**Records provided:**
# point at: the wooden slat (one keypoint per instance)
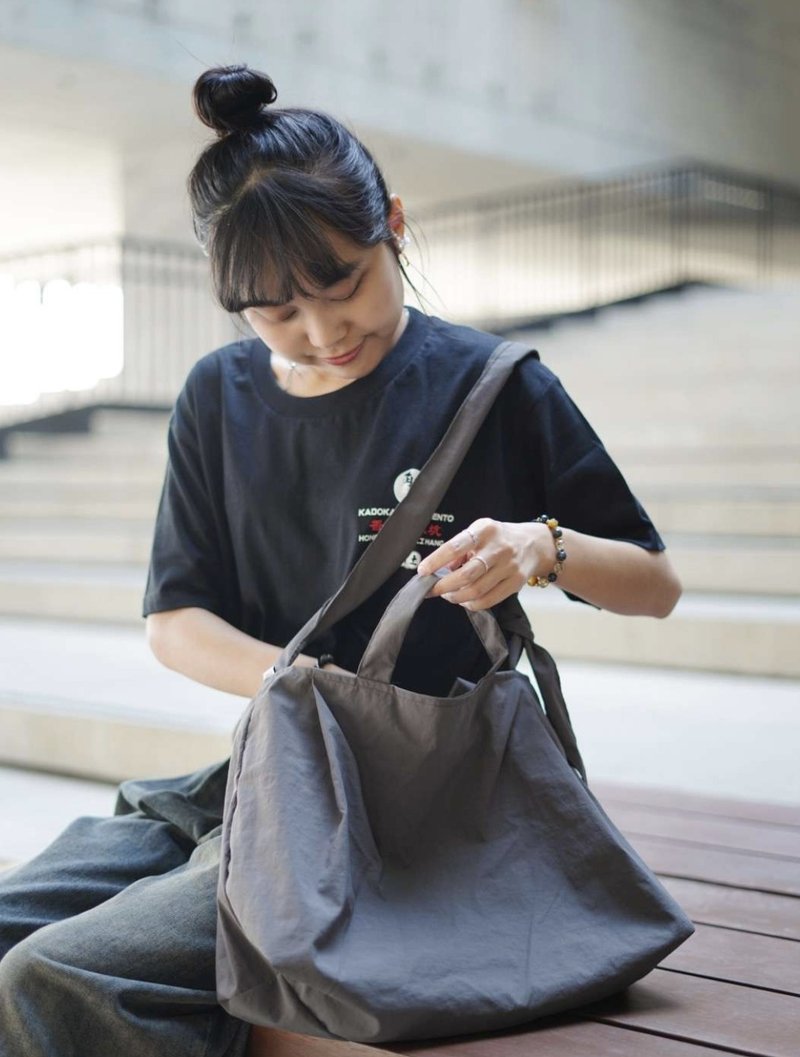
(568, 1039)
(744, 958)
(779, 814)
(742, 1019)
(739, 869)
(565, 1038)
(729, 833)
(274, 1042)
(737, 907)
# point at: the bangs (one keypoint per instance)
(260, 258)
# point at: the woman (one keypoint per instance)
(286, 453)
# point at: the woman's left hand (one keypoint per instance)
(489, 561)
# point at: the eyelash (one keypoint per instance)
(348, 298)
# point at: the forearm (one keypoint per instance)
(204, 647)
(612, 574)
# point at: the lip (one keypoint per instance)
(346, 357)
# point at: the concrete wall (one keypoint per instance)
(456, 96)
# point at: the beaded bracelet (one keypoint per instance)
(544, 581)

**Instructions for the task:** Update everything from the line with "# point at: the forearm" down to the end of the records, putting "stone" in place of "concrete" and keeping the rest the same.

**Reply to the exercise:**
# point at: the forearm (one keypoint per instance)
(204, 647)
(612, 574)
# point at: the lip (one keypoint per instance)
(346, 357)
# point at: the stone wall (one keypoint per instance)
(456, 96)
# point at: the beaded bracelet (one keypoint per instance)
(544, 581)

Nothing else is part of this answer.